__Compito 1__:
Trascrivi dal testo sull'alluvione di Vado il tratto che va da "La palestra di" fino a "fatte le riunioni.".
__Compito 2__:
Secondo il testo sull'alluvione di Vado, perché i volontari hanno smistato cose diverse in ogni stanza della palestra? Rispondi con una, due o tre frasi.
__Compito 3__:
Prosegui il testo sull'alluvione di Vado dal punto in cui si interrompe.

La palestra di Vado è un grande magazzino di solidarietà. Qui, tutti i giorni da una settimana, le persone sfollate (ieri erano 257, ma il numero è destinato a salire, ndr) vengono a ritirare i pasti. "In ogni stanza – racconta Irene, una giovane volontaria – abbiamo smistato cose diverse. Ci arrivano tantissime donazioni ogni giorno, di qualsiasi tipo, e in questo modo riusciamo a organizzare il lavoro. Siamo in attesa di altri due camion in arrivo da Napoli". La sala principale della palestra, invece, è diventata un punto di aggregazione dove ogni pomeriggio, intorno alle 18, vengono fatte le riunioni.

Sono passati otto giorni dall’alluvione e il paese, oggi, è spaccato in due. Se da un lato sembra che l’ondata di maltempo non l’abbia nemmeno sfiorato, dall’altro il rumore delle ruspe non fa dimenticare quanto successo. Via Val di Setta è un lungo susseguirsi di frane. Sul lato sinistro, la montagna si squarcia in più punti. Alberi spezzati, fango e detriti scaricati a valle con una forza dirompente. I muri crollati come castelli di sabbia rendono l’idea della violenza con cui la terra li ha colpiti. Nel solo Comune di Monzuno si contano ben 73 frane con danni che, a una prima stima, superano i 14 milioni di euro. Le strade, sono strisce, lunghissime, di fango. In corrispondenza della piccola frazione di Allocco, la provinciale 325 è stata completamente cancellata. Al suo posto, dopo una corsa contro il tempo durata giorni, è stato riaperto un tratto della vecchia Autostrada del Sole. Quel chilometro di asfalto dove fino a sabato scorso lavoravano senza sosta gli operai, oggi è un primo tassello per la ripartenza di questa parte di Appennino.

Marco, conosciuto come ‘il fabbro di Vado’, guarda la sua officina devastata dall’alluvione. Fuori, vicino al muretto, gli attrezzi di una vita sono ormai un cumulo di ferraglia. "In mezz’ora – racconta – ho perso tutto. Mercoledì scorso, era mattina presto, intorno alle 5.30, ero sceso a controllare il livello dei fossi e non avevo notato criticità. Sono salito a casa per bere il caffè e, poco dopo, non avevo più niente. Credevo di essere in un film, non avevo neanche paura, pensavo solo ‘non sta succedendo davvero’". Marco è spaccato in due come il paese dove è nato e vissuto. Nelle sue parole, il dolore di quei momenti si scontra con la speranza di ripartire. "Ho lottato una vita – continua – per non fare il pendolare. Il mio lavoro era distante solo sedici scalini da casa. Ora guardo quel posto e non vedo più niente".

__Estratti del dataset__:
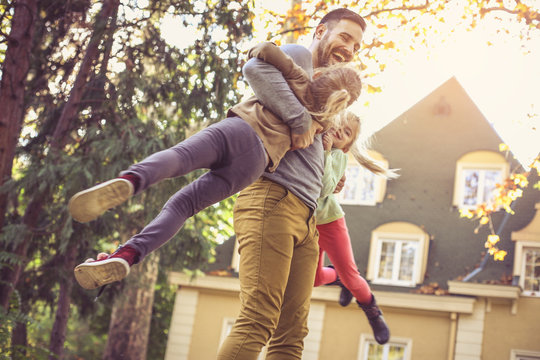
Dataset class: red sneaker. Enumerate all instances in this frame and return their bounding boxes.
[68,178,135,222]
[74,246,139,290]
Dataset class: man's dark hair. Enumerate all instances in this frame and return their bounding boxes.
[319,8,366,31]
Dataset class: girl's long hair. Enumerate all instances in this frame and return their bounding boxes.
[309,63,362,129]
[337,111,399,179]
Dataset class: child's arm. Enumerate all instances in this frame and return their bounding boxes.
[243,46,313,145]
[248,42,310,86]
[320,134,347,198]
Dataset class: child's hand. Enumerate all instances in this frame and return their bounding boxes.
[291,121,322,151]
[323,132,334,151]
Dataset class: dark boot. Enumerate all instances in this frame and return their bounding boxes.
[326,265,353,306]
[356,295,390,345]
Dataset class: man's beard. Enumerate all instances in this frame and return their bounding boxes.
[317,34,332,67]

__Risposta 1__:
La palestra di Vado è un grande magazzino di solidarietà. Qui, tutti i giorni da una settimana, le persone sfollate (ieri erano 257, ma il numero è destinato a salire, ndr) vengono a ritirare i pasti. "In ogni stanza – racconta Irene, una giovane volontaria – abbiamo smistato cose diverse. Ci arrivano tantissime donazioni ogni giorno, di qualsiasi tipo, e in questo modo riusciamo a organizzare il lavoro. Siamo in attesa di altri due camion in arrivo da Napoli". La sala principale della palestra, invece, è diventata un punto di aggregazione dove ogni pomeriggio, intorno alle 18, vengono fatte le riunioni.

__Risposta 2__:
Ogni giorno arrivano tantissime donazioni di qualsiasi tipo. Dividendole per stanza, i volontari riescono a organizzare il lavoro.

__Risposta 3__:
Anche per lui, la macchina della solidarietà non si è mai fermata. "Da giorni, plotoni di ragazzi con badili e vanghe mi stanno aiutando. Se continuiamo così, a settembre dovrei riuscire a riaprire l’attività. Tornare a lavorare è fondamentale, anche perché due anni di pandemia mi hanno troncato le gambe. Il costo dei materiali era salito alle stelle e le persone, anche se avevano bisogno, ci pensavano due volte prima di fare un lavoro". Camion, ruspe, escavatori. E ancora rastrelli e vanghe. Via Val di Setta è un cantiere a cielo aperto. Il sindaco, Bruno Pasquini, controlla ogni mossa. Si ferma, parla, rassicura. La sua presenza, per le persone, è fondamentale, rincuorante: "Buongiorno sindaco, guardi come sono andati avanti i lavori", "Le offro un caffè?".

Sono da poco passate le due. Sotto il tendone della parrocchia non è rimasto più nessuno. Intorno alla tavola, i sorrisi di Roberta, Claudia, Irene e le tante altre volontarie che, dopo aver servito il pranzo, si concedono un po’ di riposo. Parlano e scherzano, si abbracciano e si commuovono. È già ora di pensare alla cena. Perché "nessuno deve rimanere senza la minestra".